**Exercise details**. Both the line containing "rear bumper, as pixel coordinates." and the last line of the listing are included: write out exactly the lines from one to the other.

**Given records**.
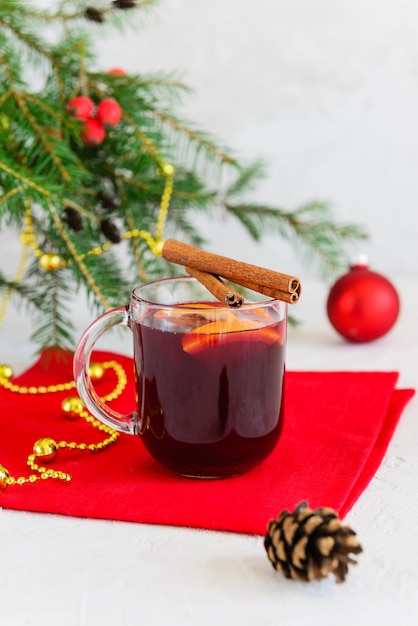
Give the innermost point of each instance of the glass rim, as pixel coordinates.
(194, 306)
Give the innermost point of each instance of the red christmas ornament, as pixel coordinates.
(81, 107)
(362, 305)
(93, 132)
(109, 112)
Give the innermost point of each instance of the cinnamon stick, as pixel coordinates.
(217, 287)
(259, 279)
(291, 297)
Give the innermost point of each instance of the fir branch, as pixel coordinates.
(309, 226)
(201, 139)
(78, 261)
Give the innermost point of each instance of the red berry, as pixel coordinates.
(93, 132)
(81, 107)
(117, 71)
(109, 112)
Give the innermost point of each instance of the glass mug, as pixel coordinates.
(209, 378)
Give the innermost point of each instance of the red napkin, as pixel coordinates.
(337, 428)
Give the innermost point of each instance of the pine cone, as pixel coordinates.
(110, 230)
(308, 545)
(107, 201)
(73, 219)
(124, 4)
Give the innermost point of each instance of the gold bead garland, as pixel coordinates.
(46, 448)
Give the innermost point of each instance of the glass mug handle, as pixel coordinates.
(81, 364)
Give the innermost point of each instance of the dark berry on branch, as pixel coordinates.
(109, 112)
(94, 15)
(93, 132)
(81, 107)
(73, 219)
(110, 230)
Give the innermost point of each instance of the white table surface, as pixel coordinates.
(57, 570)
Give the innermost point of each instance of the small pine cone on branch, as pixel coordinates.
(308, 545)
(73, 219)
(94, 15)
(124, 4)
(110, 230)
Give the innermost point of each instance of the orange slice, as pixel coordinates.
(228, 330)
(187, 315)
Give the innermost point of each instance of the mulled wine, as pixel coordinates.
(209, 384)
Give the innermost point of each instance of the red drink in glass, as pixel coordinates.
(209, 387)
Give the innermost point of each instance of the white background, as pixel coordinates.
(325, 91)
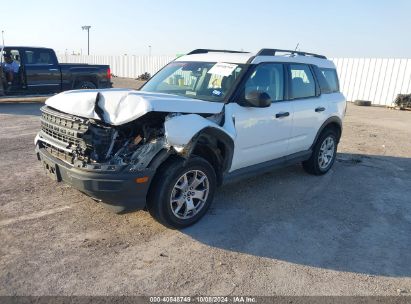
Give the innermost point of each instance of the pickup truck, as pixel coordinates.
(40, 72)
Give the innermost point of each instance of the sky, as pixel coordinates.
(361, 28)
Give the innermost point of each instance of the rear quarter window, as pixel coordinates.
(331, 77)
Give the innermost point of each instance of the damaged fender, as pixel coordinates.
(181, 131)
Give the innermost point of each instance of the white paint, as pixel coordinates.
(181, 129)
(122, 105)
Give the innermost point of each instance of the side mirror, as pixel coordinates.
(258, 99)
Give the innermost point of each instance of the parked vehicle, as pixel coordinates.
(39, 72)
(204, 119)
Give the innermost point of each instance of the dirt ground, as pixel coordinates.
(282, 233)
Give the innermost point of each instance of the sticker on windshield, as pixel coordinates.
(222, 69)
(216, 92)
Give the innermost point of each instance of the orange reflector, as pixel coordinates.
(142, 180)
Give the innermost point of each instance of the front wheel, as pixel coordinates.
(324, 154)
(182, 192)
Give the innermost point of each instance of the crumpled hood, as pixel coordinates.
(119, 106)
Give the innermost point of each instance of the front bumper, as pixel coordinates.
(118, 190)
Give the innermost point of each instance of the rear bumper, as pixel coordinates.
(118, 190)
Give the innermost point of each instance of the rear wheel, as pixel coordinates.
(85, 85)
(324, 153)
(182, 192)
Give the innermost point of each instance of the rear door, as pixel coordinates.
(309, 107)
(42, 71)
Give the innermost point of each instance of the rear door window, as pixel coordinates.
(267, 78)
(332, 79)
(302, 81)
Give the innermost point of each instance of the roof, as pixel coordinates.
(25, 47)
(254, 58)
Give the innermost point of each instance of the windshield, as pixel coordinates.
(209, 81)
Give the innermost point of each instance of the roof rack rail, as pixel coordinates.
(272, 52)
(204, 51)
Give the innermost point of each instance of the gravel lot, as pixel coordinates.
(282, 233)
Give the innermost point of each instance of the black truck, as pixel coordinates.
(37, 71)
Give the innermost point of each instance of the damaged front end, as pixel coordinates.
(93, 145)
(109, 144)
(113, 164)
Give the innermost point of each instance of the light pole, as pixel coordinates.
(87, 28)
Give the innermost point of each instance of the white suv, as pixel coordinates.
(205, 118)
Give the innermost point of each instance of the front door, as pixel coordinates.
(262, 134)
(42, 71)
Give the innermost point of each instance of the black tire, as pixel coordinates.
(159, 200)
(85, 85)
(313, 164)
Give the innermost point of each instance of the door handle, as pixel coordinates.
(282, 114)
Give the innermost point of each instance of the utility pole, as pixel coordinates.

**Task solution**.
Give the innermost point of each instance of the rear bumper, as pixel coordinates.
(118, 190)
Give the innermost point of each instance of the rear wheel, as pixel coordinates.
(85, 85)
(324, 153)
(182, 192)
Give the innermost point of each instance of the rear door, as pixel coordinates.
(309, 107)
(42, 71)
Give the innermost point of each instance of the rear door window, as pixel coordinates.
(267, 78)
(332, 79)
(302, 81)
Give the innermost point of each instance of the roof, as pixel coordinates.
(25, 47)
(254, 58)
Give the innermost point of each instance of the windshield, as pixel coordinates.
(209, 81)
Give the innermost point of each instance of the roof rack rail, as pixel coordinates.
(272, 52)
(204, 51)
Give the innermost point of each instance of the gravel lot, as pixel coordinates.
(282, 233)
Give the innermost point of each instance of the black truck, as pixel coordinates.
(37, 71)
Give the innermost point of each instance of the damaged front end, as pixel coordinates.
(93, 145)
(109, 144)
(113, 164)
Give the innermost point of each instance of the light pole, as pixel coordinates.
(87, 28)
Give the innermost point of each instance of the white suv, as pixel coordinates.
(205, 118)
Give the innermost point of each instance of the front door, as pixel coordinates.
(262, 134)
(42, 71)
Give the innermost point of each instance of the black tire, as pixel coordinates.
(159, 200)
(85, 85)
(313, 164)
Give the innermost point of each instance of the door handle, as pixel coordinates.
(282, 114)
Give the innermost point of each instance of the utility pole, as pixel coordinates.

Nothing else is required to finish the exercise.